What is expected:
Select each line below that contains the word "blue", and copy those lines.

━━━ Exercise material

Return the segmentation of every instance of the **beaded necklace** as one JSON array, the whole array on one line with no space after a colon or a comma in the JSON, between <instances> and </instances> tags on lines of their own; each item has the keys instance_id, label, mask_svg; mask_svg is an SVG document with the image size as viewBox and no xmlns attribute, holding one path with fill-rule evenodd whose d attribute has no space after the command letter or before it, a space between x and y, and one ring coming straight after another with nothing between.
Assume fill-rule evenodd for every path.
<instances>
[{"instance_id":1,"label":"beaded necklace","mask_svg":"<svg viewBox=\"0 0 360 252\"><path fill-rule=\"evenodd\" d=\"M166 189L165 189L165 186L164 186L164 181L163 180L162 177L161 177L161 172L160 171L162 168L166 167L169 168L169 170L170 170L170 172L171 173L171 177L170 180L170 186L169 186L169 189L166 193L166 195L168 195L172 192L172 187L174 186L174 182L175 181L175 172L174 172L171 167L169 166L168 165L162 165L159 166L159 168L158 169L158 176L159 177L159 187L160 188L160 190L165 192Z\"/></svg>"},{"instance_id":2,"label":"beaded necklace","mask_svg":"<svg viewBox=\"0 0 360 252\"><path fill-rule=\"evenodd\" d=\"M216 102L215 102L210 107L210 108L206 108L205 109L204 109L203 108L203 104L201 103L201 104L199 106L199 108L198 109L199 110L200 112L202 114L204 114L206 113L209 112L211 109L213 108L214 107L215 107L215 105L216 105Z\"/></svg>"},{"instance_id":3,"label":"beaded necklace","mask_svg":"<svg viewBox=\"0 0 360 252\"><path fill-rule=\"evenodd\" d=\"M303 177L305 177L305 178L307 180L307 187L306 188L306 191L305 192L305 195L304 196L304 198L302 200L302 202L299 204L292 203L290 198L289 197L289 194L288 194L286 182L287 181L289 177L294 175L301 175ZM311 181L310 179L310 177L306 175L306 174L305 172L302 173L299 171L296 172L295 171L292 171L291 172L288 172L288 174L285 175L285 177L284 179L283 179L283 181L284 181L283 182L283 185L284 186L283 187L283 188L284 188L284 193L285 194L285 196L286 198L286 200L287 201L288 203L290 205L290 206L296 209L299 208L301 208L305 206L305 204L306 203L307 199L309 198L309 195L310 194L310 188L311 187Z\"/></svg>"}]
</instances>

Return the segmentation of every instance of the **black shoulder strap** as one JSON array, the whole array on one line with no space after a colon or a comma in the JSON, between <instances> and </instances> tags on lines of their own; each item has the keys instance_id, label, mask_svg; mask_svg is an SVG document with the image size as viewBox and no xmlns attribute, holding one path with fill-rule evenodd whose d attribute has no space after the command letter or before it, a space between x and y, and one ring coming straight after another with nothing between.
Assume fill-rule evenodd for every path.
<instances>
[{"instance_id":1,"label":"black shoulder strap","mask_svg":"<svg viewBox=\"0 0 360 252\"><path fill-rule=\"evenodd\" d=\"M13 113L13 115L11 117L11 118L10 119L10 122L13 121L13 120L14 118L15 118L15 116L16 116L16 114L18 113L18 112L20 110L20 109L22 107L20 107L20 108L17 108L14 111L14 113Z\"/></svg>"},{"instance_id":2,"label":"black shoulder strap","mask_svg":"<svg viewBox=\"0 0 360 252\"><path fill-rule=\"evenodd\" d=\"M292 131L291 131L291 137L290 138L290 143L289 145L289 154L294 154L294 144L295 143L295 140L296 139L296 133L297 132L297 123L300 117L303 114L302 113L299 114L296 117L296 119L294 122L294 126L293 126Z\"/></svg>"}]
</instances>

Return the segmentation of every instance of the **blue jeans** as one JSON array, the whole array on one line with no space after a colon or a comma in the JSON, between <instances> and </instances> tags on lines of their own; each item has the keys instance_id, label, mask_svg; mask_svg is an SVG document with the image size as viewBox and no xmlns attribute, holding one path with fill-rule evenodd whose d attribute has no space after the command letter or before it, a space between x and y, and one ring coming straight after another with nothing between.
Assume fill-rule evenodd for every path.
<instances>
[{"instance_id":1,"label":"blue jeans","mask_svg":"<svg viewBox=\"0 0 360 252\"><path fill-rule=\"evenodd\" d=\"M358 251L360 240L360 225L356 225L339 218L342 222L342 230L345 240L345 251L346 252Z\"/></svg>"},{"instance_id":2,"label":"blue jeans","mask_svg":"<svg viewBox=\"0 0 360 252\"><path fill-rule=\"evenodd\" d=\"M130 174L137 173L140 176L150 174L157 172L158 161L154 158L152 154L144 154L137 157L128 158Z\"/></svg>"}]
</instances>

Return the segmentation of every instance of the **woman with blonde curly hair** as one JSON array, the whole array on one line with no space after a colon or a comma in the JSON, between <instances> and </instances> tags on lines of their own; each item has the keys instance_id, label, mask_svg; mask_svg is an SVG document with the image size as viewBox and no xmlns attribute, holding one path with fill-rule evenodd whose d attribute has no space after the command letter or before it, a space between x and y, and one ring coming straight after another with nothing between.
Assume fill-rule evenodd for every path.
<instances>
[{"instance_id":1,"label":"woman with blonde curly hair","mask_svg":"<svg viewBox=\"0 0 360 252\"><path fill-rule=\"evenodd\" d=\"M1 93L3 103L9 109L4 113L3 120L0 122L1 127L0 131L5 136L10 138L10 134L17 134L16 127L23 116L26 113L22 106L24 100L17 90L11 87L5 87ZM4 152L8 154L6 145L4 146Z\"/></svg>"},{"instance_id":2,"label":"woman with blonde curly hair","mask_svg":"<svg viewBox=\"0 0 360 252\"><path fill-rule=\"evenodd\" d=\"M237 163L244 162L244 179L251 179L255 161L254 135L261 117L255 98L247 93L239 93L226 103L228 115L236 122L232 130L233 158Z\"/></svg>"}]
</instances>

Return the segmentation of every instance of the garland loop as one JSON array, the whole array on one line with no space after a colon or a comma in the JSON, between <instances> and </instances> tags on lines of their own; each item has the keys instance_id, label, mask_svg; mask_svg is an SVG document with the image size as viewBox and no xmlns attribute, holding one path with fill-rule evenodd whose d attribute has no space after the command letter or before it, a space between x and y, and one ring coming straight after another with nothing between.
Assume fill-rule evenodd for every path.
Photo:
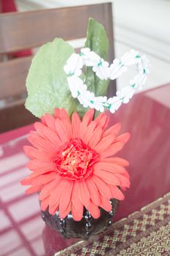
<instances>
[{"instance_id":1,"label":"garland loop","mask_svg":"<svg viewBox=\"0 0 170 256\"><path fill-rule=\"evenodd\" d=\"M136 65L138 74L130 80L128 86L117 91L116 96L107 99L106 96L95 97L93 92L88 90L85 81L80 78L84 65L91 67L96 75L101 80L115 80L126 71L128 67L132 65ZM135 90L140 89L144 85L149 73L149 63L144 56L140 56L138 52L131 50L124 54L120 60L115 59L109 67L107 61L90 48L82 48L80 54L72 54L63 69L67 75L67 81L72 97L77 98L84 108L90 107L100 112L109 109L111 113L115 113L122 103L129 102Z\"/></svg>"}]
</instances>

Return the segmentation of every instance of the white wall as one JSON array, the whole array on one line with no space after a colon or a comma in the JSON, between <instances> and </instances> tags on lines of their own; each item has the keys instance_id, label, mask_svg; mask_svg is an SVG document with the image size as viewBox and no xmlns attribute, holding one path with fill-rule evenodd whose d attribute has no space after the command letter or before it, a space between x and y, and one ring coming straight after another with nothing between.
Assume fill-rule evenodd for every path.
<instances>
[{"instance_id":1,"label":"white wall","mask_svg":"<svg viewBox=\"0 0 170 256\"><path fill-rule=\"evenodd\" d=\"M115 55L131 48L147 55L151 72L145 89L170 83L170 1L168 0L112 0ZM17 0L19 10L62 7L108 2L104 0ZM83 43L83 41L82 41ZM80 42L80 45L82 42ZM80 42L79 42L80 43ZM118 80L119 88L132 75Z\"/></svg>"}]
</instances>

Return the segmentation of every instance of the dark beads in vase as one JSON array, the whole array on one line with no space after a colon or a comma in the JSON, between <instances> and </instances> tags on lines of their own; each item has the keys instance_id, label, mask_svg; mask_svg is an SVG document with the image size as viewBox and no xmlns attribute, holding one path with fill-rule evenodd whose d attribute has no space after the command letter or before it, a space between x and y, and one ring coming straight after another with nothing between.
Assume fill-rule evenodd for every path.
<instances>
[{"instance_id":1,"label":"dark beads in vase","mask_svg":"<svg viewBox=\"0 0 170 256\"><path fill-rule=\"evenodd\" d=\"M73 219L72 213L69 213L65 219L61 219L59 212L55 215L51 215L48 209L42 211L42 219L46 225L53 230L59 232L66 238L80 238L88 239L92 235L96 235L101 231L104 231L112 222L115 215L117 200L112 199L112 210L108 212L99 208L101 215L98 219L94 219L90 212L84 207L83 217L80 222Z\"/></svg>"}]
</instances>

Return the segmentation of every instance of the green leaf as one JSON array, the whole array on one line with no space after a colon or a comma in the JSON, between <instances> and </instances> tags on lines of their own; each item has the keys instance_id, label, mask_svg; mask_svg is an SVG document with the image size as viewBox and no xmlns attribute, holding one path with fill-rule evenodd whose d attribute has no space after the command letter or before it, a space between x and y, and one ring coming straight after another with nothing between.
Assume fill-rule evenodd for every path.
<instances>
[{"instance_id":1,"label":"green leaf","mask_svg":"<svg viewBox=\"0 0 170 256\"><path fill-rule=\"evenodd\" d=\"M85 47L98 54L105 61L108 59L109 40L104 27L94 19L89 19ZM96 96L104 96L107 94L109 80L101 80L91 67L87 67L85 83L88 89L93 91Z\"/></svg>"},{"instance_id":2,"label":"green leaf","mask_svg":"<svg viewBox=\"0 0 170 256\"><path fill-rule=\"evenodd\" d=\"M42 45L32 60L26 79L26 108L37 117L64 108L69 115L77 100L70 93L63 66L74 49L61 39Z\"/></svg>"}]
</instances>

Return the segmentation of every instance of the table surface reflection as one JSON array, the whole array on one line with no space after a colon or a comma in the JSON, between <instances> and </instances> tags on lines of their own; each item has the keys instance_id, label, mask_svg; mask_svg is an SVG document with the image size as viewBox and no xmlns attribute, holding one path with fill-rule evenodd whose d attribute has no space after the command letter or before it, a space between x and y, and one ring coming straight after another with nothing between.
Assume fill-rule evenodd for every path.
<instances>
[{"instance_id":1,"label":"table surface reflection","mask_svg":"<svg viewBox=\"0 0 170 256\"><path fill-rule=\"evenodd\" d=\"M170 190L170 85L134 96L110 116L131 138L117 155L130 162L131 186L115 221L127 217ZM33 125L0 135L1 255L53 255L77 240L63 239L45 227L36 195L26 195L20 181L29 171L23 146Z\"/></svg>"}]
</instances>

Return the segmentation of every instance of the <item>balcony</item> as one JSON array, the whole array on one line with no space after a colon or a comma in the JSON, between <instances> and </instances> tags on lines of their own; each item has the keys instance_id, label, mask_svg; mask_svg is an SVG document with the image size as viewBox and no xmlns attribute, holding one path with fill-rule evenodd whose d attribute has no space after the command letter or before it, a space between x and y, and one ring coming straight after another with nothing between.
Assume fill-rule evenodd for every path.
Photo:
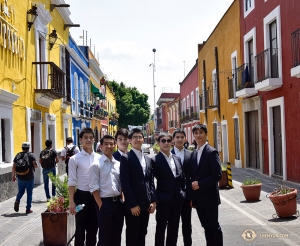
<instances>
[{"instance_id":1,"label":"balcony","mask_svg":"<svg viewBox=\"0 0 300 246\"><path fill-rule=\"evenodd\" d=\"M254 88L254 67L244 63L236 69L236 97L250 97L257 94ZM250 67L250 69L249 69Z\"/></svg>"},{"instance_id":2,"label":"balcony","mask_svg":"<svg viewBox=\"0 0 300 246\"><path fill-rule=\"evenodd\" d=\"M238 98L235 96L235 80L236 78L228 79L228 102L232 102L233 104L238 103Z\"/></svg>"},{"instance_id":3,"label":"balcony","mask_svg":"<svg viewBox=\"0 0 300 246\"><path fill-rule=\"evenodd\" d=\"M266 49L255 57L255 90L271 91L282 86L279 77L279 49Z\"/></svg>"},{"instance_id":4,"label":"balcony","mask_svg":"<svg viewBox=\"0 0 300 246\"><path fill-rule=\"evenodd\" d=\"M291 34L292 68L291 76L300 78L300 28Z\"/></svg>"},{"instance_id":5,"label":"balcony","mask_svg":"<svg viewBox=\"0 0 300 246\"><path fill-rule=\"evenodd\" d=\"M36 65L37 86L35 102L43 107L65 97L65 73L53 62L33 62Z\"/></svg>"}]
</instances>

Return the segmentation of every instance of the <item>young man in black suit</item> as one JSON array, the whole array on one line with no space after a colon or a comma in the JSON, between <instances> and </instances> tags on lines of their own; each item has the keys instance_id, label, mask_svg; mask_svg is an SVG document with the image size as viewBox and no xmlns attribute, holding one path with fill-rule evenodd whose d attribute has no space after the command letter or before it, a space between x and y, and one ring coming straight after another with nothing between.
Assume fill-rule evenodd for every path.
<instances>
[{"instance_id":1,"label":"young man in black suit","mask_svg":"<svg viewBox=\"0 0 300 246\"><path fill-rule=\"evenodd\" d=\"M180 158L170 152L171 134L161 133L157 142L160 152L152 158L154 177L157 179L155 246L176 246L186 179Z\"/></svg>"},{"instance_id":2,"label":"young man in black suit","mask_svg":"<svg viewBox=\"0 0 300 246\"><path fill-rule=\"evenodd\" d=\"M184 130L176 129L173 132L174 148L171 150L173 155L180 158L183 170L186 177L189 177L188 173L191 168L191 154L192 152L184 148L184 142L186 141L186 135ZM187 187L191 187L191 182L187 180ZM190 205L191 197L188 191L185 189L186 197L181 208L181 222L182 222L182 235L184 246L192 245L192 207Z\"/></svg>"},{"instance_id":3,"label":"young man in black suit","mask_svg":"<svg viewBox=\"0 0 300 246\"><path fill-rule=\"evenodd\" d=\"M192 168L188 174L192 182L191 203L204 228L206 245L222 246L223 233L218 221L221 203L218 182L222 178L219 154L206 142L205 125L193 126L192 132L198 148L192 153Z\"/></svg>"},{"instance_id":4,"label":"young man in black suit","mask_svg":"<svg viewBox=\"0 0 300 246\"><path fill-rule=\"evenodd\" d=\"M127 153L129 141L128 141L128 130L120 128L116 135L115 140L118 146L117 151L113 154L113 157L117 160L121 160L121 156Z\"/></svg>"},{"instance_id":5,"label":"young man in black suit","mask_svg":"<svg viewBox=\"0 0 300 246\"><path fill-rule=\"evenodd\" d=\"M121 156L120 180L125 196L126 245L144 246L149 213L156 207L151 159L142 153L143 132L134 128L129 133L132 149Z\"/></svg>"}]
</instances>

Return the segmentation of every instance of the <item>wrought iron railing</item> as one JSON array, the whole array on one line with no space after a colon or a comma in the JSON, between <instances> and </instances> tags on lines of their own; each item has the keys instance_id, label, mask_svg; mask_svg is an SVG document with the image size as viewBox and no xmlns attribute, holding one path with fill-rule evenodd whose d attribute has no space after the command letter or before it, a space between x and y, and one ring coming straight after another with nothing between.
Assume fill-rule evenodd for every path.
<instances>
[{"instance_id":1,"label":"wrought iron railing","mask_svg":"<svg viewBox=\"0 0 300 246\"><path fill-rule=\"evenodd\" d=\"M255 56L255 83L269 78L278 78L278 49L266 49Z\"/></svg>"},{"instance_id":2,"label":"wrought iron railing","mask_svg":"<svg viewBox=\"0 0 300 246\"><path fill-rule=\"evenodd\" d=\"M300 65L300 28L291 34L292 67Z\"/></svg>"},{"instance_id":3,"label":"wrought iron railing","mask_svg":"<svg viewBox=\"0 0 300 246\"><path fill-rule=\"evenodd\" d=\"M254 88L254 66L244 63L236 69L236 90L240 91L245 88Z\"/></svg>"}]
</instances>

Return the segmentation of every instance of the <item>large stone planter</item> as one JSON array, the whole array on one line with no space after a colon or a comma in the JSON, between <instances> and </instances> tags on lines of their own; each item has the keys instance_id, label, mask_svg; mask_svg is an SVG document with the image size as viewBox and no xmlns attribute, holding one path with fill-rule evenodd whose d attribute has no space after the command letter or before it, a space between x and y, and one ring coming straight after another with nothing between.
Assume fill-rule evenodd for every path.
<instances>
[{"instance_id":1,"label":"large stone planter","mask_svg":"<svg viewBox=\"0 0 300 246\"><path fill-rule=\"evenodd\" d=\"M254 185L241 185L246 201L248 202L259 201L261 185L262 185L261 183L254 184Z\"/></svg>"},{"instance_id":2,"label":"large stone planter","mask_svg":"<svg viewBox=\"0 0 300 246\"><path fill-rule=\"evenodd\" d=\"M280 218L291 217L297 213L297 190L291 189L290 193L278 195L278 191L274 191L269 195L274 205L276 213Z\"/></svg>"},{"instance_id":3,"label":"large stone planter","mask_svg":"<svg viewBox=\"0 0 300 246\"><path fill-rule=\"evenodd\" d=\"M75 234L75 215L44 212L41 216L44 245L67 245Z\"/></svg>"}]
</instances>

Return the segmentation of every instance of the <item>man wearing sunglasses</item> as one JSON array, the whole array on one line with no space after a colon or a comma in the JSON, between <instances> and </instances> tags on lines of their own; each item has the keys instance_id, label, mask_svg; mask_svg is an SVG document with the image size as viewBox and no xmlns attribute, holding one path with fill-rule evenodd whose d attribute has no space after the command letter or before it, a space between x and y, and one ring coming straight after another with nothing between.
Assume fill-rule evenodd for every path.
<instances>
[{"instance_id":1,"label":"man wearing sunglasses","mask_svg":"<svg viewBox=\"0 0 300 246\"><path fill-rule=\"evenodd\" d=\"M185 149L184 143L186 141L186 135L184 130L176 129L173 132L173 142L174 148L171 150L173 155L176 155L180 158L184 173L186 178L189 176L188 173L190 172L191 167L191 154L192 152ZM190 179L187 179L189 183L187 187L191 187ZM182 222L182 236L183 236L183 243L184 246L191 246L192 245L192 207L190 205L191 197L190 197L190 189L185 189L186 197L182 204L181 209L181 222Z\"/></svg>"},{"instance_id":2,"label":"man wearing sunglasses","mask_svg":"<svg viewBox=\"0 0 300 246\"><path fill-rule=\"evenodd\" d=\"M175 246L181 206L185 199L186 179L180 158L170 152L172 136L169 133L161 133L157 142L160 152L152 157L153 173L157 179L155 246Z\"/></svg>"}]
</instances>

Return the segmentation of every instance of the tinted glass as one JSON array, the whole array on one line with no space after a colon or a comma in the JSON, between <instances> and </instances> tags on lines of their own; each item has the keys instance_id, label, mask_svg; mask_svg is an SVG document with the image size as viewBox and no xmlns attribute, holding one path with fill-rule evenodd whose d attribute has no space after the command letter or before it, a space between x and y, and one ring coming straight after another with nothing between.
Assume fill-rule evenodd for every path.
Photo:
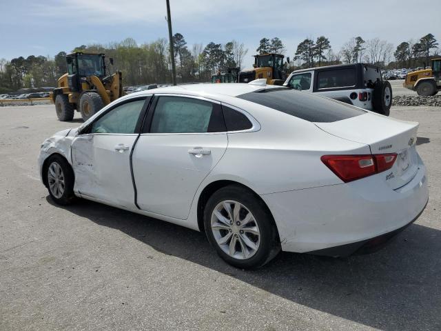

━━━━━━

Exercise output:
Return the segmentation of every instance of the **blue jeans** as one JSON array, the whole array on one line with no space after a colon or a comma in the JSON, between <instances> and </instances> tags on lines of their own; each item has the keys instance_id, label, mask_svg; mask_svg is an SVG document with the image size as viewBox and no xmlns attribute, holding one path with fill-rule evenodd whose d attribute has no space after the command letter or before it, a space between x and y, and one ring coming straight after another with nothing between.
[{"instance_id":1,"label":"blue jeans","mask_svg":"<svg viewBox=\"0 0 360 252\"><path fill-rule=\"evenodd\" d=\"M358 251L360 240L360 225L356 225L339 218L342 222L342 230L345 240L345 251L346 252Z\"/></svg>"},{"instance_id":2,"label":"blue jeans","mask_svg":"<svg viewBox=\"0 0 360 252\"><path fill-rule=\"evenodd\" d=\"M130 174L137 173L140 176L150 174L157 172L158 161L154 158L152 154L144 154L137 157L128 158Z\"/></svg>"}]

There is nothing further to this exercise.